== WHAT TO PRODUCE ==
Below is a listing. Set down exactly the lines from the one containing "positive clicks: (39, 2) (110, 18) (98, 35)" through the one containing "positive clicks: (35, 33)", both ends included, and leave out the rest.

== DATA ==
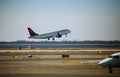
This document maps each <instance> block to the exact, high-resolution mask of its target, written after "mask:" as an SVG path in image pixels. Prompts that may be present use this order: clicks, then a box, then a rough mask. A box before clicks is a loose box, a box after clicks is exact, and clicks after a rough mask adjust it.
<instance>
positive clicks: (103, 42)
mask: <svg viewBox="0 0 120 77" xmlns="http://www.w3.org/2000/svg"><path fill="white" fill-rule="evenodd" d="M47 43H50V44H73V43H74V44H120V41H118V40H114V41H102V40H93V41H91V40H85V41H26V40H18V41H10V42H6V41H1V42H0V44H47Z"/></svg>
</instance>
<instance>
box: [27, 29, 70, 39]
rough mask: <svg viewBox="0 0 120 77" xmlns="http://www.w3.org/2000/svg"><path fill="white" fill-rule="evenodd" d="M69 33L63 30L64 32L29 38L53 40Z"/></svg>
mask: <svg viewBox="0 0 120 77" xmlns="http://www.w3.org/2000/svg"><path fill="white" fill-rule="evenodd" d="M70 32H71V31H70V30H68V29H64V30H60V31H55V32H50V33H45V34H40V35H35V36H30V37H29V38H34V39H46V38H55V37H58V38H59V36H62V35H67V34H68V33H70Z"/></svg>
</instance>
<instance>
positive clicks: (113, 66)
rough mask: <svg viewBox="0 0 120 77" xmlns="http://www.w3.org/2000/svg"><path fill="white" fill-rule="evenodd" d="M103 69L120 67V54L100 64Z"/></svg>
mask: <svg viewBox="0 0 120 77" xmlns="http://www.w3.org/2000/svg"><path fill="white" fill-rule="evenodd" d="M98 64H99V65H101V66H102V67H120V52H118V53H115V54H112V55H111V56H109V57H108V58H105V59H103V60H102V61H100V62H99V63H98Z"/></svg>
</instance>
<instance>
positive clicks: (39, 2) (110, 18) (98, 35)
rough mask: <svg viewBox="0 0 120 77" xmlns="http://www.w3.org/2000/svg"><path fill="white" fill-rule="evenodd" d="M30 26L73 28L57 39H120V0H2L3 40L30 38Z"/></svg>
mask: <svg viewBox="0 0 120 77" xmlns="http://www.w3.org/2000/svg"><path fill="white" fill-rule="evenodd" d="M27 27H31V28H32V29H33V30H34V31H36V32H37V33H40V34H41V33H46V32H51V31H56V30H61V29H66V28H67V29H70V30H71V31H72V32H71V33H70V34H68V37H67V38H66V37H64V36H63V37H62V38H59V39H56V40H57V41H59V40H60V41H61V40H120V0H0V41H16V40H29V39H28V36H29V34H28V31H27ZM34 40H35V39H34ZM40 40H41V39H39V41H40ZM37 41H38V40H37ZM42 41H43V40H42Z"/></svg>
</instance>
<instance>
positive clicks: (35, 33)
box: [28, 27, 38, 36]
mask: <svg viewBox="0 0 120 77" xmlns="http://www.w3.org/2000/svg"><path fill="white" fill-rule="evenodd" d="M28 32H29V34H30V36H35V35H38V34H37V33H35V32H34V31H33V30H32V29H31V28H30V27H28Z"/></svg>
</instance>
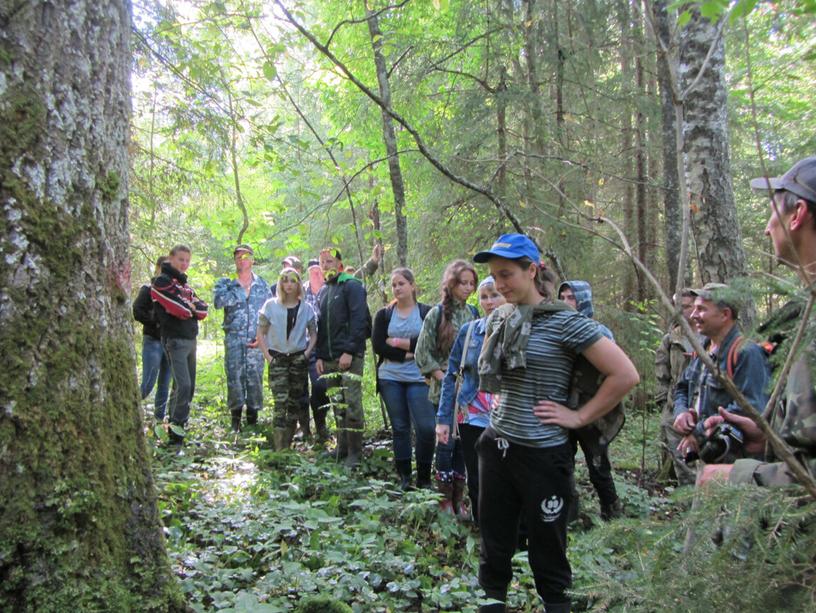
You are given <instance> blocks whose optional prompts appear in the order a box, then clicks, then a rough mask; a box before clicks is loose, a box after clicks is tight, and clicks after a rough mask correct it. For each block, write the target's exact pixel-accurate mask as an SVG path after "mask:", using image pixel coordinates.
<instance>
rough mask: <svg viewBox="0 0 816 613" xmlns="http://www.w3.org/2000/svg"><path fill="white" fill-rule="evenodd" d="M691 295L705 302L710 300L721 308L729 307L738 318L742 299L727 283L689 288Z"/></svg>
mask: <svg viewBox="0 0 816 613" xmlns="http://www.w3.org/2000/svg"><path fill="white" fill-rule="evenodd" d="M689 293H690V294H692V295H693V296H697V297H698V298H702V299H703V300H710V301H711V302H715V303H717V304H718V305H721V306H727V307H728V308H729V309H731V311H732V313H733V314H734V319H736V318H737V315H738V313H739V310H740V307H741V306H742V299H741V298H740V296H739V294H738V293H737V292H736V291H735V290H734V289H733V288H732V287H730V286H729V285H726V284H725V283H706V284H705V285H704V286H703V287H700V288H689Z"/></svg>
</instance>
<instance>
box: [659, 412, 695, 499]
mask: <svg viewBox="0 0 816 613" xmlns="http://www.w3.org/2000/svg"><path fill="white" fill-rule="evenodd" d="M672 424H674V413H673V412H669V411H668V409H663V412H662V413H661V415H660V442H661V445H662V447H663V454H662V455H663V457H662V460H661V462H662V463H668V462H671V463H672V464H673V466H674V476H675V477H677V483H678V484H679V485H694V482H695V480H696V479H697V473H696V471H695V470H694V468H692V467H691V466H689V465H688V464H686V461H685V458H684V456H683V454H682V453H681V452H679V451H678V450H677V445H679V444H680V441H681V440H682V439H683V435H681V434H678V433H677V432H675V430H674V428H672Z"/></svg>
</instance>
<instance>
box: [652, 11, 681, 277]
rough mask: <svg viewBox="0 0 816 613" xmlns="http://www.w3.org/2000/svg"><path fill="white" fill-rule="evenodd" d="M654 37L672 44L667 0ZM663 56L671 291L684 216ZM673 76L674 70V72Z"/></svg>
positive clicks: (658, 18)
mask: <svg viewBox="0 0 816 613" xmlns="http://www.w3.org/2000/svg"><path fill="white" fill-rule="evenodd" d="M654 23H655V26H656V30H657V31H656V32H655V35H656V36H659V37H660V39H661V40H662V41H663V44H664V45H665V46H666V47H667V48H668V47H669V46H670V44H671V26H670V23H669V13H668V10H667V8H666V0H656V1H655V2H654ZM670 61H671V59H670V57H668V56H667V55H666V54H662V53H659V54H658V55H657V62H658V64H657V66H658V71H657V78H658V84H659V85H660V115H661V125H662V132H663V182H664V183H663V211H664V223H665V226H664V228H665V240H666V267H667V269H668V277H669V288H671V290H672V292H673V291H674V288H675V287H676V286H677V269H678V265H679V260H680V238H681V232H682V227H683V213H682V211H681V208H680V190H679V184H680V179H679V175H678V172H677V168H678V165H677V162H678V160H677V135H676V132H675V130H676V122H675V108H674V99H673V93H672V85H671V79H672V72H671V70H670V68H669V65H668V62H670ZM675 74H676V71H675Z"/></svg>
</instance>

== EXPECTED ANSWER ==
positive clicks: (39, 2) (110, 18) (98, 35)
rough mask: <svg viewBox="0 0 120 77" xmlns="http://www.w3.org/2000/svg"><path fill="white" fill-rule="evenodd" d="M30 26L73 28L57 39H120V0H2L3 40L30 38Z"/></svg>
mask: <svg viewBox="0 0 120 77" xmlns="http://www.w3.org/2000/svg"><path fill="white" fill-rule="evenodd" d="M27 27H31V28H32V29H33V30H34V31H36V32H37V33H40V34H41V33H46V32H51V31H56V30H61V29H66V28H67V29H70V30H71V31H72V32H71V33H70V34H68V37H67V38H66V37H64V36H63V37H62V38H59V39H56V40H57V41H59V40H60V41H61V40H120V0H0V41H16V40H29V39H28V36H29V34H28V31H27ZM34 40H35V39H34ZM40 40H41V39H39V41H40ZM37 41H38V40H37ZM42 41H43V40H42Z"/></svg>
</instance>
<instance>
positive clicks: (35, 33)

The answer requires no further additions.